Goal. Quote the listing below word for word, leaving out the pictures.

[START]

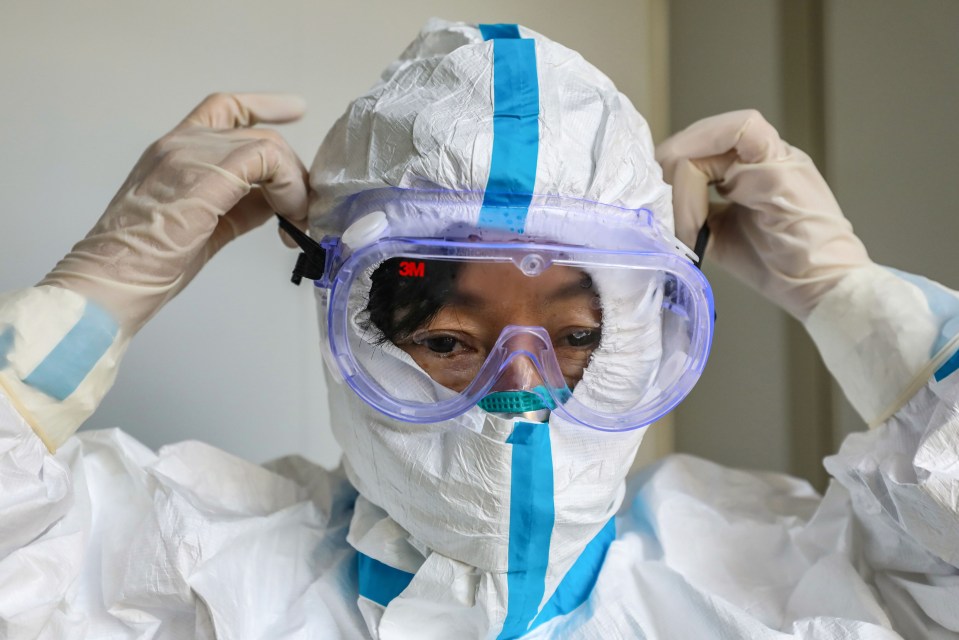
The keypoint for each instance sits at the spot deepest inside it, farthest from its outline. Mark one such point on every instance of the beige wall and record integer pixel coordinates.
(882, 109)
(88, 85)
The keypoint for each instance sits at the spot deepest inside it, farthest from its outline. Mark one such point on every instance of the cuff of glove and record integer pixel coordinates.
(58, 357)
(883, 333)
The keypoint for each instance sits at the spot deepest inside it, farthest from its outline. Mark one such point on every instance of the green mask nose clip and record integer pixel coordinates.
(520, 401)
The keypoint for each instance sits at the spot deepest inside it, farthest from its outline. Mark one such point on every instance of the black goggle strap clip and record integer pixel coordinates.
(311, 263)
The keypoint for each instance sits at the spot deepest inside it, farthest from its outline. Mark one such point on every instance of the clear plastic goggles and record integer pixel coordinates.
(590, 310)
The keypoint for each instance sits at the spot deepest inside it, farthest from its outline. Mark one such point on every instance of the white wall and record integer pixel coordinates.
(88, 85)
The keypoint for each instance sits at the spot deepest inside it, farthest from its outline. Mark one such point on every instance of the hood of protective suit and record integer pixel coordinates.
(487, 525)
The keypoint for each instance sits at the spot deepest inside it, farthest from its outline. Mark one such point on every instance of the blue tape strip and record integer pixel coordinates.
(531, 516)
(505, 31)
(64, 368)
(380, 582)
(579, 581)
(512, 178)
(944, 305)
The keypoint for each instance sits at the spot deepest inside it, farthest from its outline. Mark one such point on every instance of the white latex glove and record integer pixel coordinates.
(783, 233)
(208, 181)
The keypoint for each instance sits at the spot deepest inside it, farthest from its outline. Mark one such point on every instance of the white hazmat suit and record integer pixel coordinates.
(417, 537)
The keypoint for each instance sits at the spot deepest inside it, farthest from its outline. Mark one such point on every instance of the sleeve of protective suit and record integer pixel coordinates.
(59, 353)
(209, 180)
(882, 333)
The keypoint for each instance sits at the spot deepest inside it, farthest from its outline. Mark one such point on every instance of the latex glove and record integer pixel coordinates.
(783, 232)
(208, 181)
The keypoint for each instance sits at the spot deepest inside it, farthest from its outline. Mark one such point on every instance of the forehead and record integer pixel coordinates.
(498, 285)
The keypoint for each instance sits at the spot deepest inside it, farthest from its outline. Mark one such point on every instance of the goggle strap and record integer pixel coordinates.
(702, 239)
(312, 262)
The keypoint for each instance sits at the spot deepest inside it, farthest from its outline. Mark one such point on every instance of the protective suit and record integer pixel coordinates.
(484, 525)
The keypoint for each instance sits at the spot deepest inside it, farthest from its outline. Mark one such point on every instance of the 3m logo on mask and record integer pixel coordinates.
(412, 269)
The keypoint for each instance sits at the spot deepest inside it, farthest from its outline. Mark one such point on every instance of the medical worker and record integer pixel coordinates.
(504, 306)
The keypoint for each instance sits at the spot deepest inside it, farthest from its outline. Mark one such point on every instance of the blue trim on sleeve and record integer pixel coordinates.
(579, 581)
(512, 177)
(944, 305)
(380, 582)
(6, 345)
(65, 367)
(531, 517)
(948, 367)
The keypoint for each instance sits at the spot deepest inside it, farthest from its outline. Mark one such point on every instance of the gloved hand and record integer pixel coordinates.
(206, 182)
(783, 232)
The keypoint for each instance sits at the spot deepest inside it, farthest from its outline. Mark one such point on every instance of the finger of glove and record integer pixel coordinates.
(744, 132)
(268, 161)
(249, 213)
(234, 110)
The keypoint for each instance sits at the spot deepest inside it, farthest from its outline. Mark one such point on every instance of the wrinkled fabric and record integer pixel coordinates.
(109, 540)
(427, 124)
(448, 488)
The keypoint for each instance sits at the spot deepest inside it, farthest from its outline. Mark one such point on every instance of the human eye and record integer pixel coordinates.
(442, 344)
(581, 338)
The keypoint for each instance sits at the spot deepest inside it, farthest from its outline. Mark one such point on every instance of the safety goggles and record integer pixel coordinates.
(588, 310)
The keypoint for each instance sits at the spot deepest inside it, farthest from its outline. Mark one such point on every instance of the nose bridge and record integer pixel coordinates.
(519, 372)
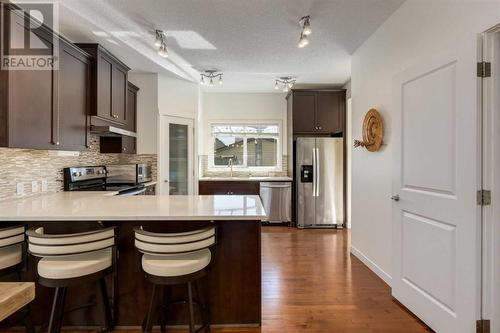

[END]

Complete answer.
The keypoint for each instance sits at the spot deepest inside it, farthest from its outline. Mark one such point on every instance of the beige wall and record integer pixel coordinates.
(882, 109)
(88, 85)
The keypoint for each instance sits at the spot deepest inside it, farthest from its outline. Mark one such point on every instance of the cuff of glove and record integer pixel coordinates.
(58, 357)
(883, 333)
The keypoint for each instance sits at the spot deepest inside it, farthest from its outline. Mark one such point on every instance of the green mask nose clip and record integer pixel coordinates.
(520, 401)
The keypoint for each instance sits at the spot deepest inside it, farthest from its outline. Mark one such point on every instance of the black goggle strap clip and record integer pixel coordinates.
(311, 263)
The keypoint for each instance sits at the spot deepest inside it, farthest from its outline. Mark one such point on every instance of the clear plastic goggles and record integer pixel coordinates.
(590, 310)
The keypoint for each instance sits at the spot deepest inside it, farthest from its outline. Mark one such point on every instance of the white wall and record integer pixel coordinates.
(88, 85)
The keypoint for each instance sits at the spot deepest inside it, farthest from its outline. Mark one such point on every instance of the hood of protective suit and record integer pixel coordinates.
(487, 525)
The keypoint for each instance sits at the spot deepest inside it, farthest from its outline. Mark one such point on every instance of the blue tape strip and record integer pixel coordinates.
(531, 516)
(505, 31)
(64, 368)
(380, 582)
(579, 581)
(512, 178)
(944, 305)
The keypoint for each instance sits at the spot deepest inside it, farthest from its outline. Mark one such point on every instance of the white latex glove and record integer pixel coordinates.
(783, 233)
(208, 181)
The keypoint for each instance sits at the spot deepest inside it, farthest from its outline. Mark one such point on every instance of the white hazmat suit and record integer pixel coordinates.
(417, 537)
The keypoint for each instance sits at the spot deepest inside it, farthest from its outline. Mark one such point on every instance of the sleeve of protective suit and record integer pixel coordinates.
(59, 353)
(209, 180)
(882, 333)
The keypoint for each instance sits at the spot deepest inside it, farthest from its outline. Mark one such point on every instance of the latex glove and record integer pixel coordinates.
(783, 232)
(208, 181)
The keypoint for each instance sits at the spot deepest inside it, farthest from its outline. Mark one such point on every instance of the forehead and record integer pixel coordinates.
(498, 285)
The keypoint for each instance sits at the spot deepest inside it, farthest from its outline. Mark one such point on every instance of the goggle strap and record integer pixel coordinates.
(702, 239)
(312, 262)
The keypoint for each instance sits at the spot deepest inside it, farthest from its outline. Mark one such point on every instance of the protective suit and record integer pixel coordinates.
(484, 525)
The keypoint for each instance sits at the spot deepest inside it, farthest from its outline. Mark one such point on every instance of the 3m logo on mask and record integer pixel coordinates.
(412, 269)
The keypoint for each instance sits at the spot deepest inside it, farthest from its outline. Mark one such point on every instance of the medical worker and record integer pixel coordinates.
(504, 306)
The keypoint for each instance sits at the spot deepest inside it, farthest from its outline. Mark one such point on every instance of the blue trim on sleeve and record integer pixel coordinates.
(579, 581)
(512, 177)
(944, 305)
(380, 582)
(6, 345)
(65, 367)
(531, 517)
(948, 367)
The keypoint for each instance sits at the spot deepest inside it, farthest from its outline. Mark one such point on every instance of the gloved hand and record integer pixel coordinates.
(206, 182)
(783, 232)
The keypoint for each instance sits at the spot deepest inside it, farthest from its outline. Mark one such point on every instance of the finger of glove and record integer pixel coordinates.
(744, 132)
(268, 161)
(249, 213)
(234, 110)
The keypoint for each instance sits at the spot deepest inside it, farthest from its outline. Mark one such point on every instance of the wrinkled fabric and record integer pixel coordinates.
(109, 540)
(427, 124)
(448, 488)
The keypoint for each instance sits at the spot deepest inside it, farthest from its outline. Mark one such point on every instance of the human eye and record integer pixel coordinates.
(442, 344)
(581, 338)
The keypoint for each instance sits at the spot deepest inside it, farthest from its outline. Mark one such point on every instance of the safety goggles and record integer pixel coordinates.
(588, 310)
The keypoint for each instance sits at the spot deepest inside it, farthest from its outline. Mark one such point on every instance of the nose bridge and record integer pixel coordinates.
(519, 372)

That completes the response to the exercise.